[begin Page extract]

Still Jobless? 6 Tips to Get You Back on Your Feet

Finding work in today's economy is hard for everyone—but it's even more difficult if you're an older worker

by Lesley Kennedy • Reporter
Dr Lois Frankel
Dr. Lois Frankel says constant networking is key to any job search.
Photograph: Courtesy Dr. Lois Frankel

With age comes wisdom—don’t be afraid to make this obvious during interviews and in your resume. “Lose the modesty and sell your brand through a factual accounting of your accomplishments and the strengths you bring to the workplace,” Frankel says. “You have to go into every single interview prepared. You need to go in there having done your research about the company and the field, and really having done your homework in terms of your own self-assessment—what you bring to the job, what you uniquely bring to the company, and you need to be able to speak factually about all of that. So don’t be thinking that you’re bragging. … Chance favors the prepared mind. … If you go in prepared, you’re already going to stand out against probably 90 percent of the people who interviewed.”

[end Page extract]

**What is being asked**
Rewrite the passage of the job-search article that begins at the words "Finding work in" and stops after "any job search.", replacing "networking" with "outreach". Work from the job-search article alone.

[begin Data]

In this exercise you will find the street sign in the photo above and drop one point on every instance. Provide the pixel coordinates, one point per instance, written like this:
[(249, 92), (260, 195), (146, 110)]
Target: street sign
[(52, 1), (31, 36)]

[end Data]

**Response**
Finding work in today's economy is hard for everyone—but it's even more difficult if you're an older worker

by Lesley Kennedy • Reporter
Dr Lois Frankel
Dr. Lois Frankel says constant outreach is key to any job search.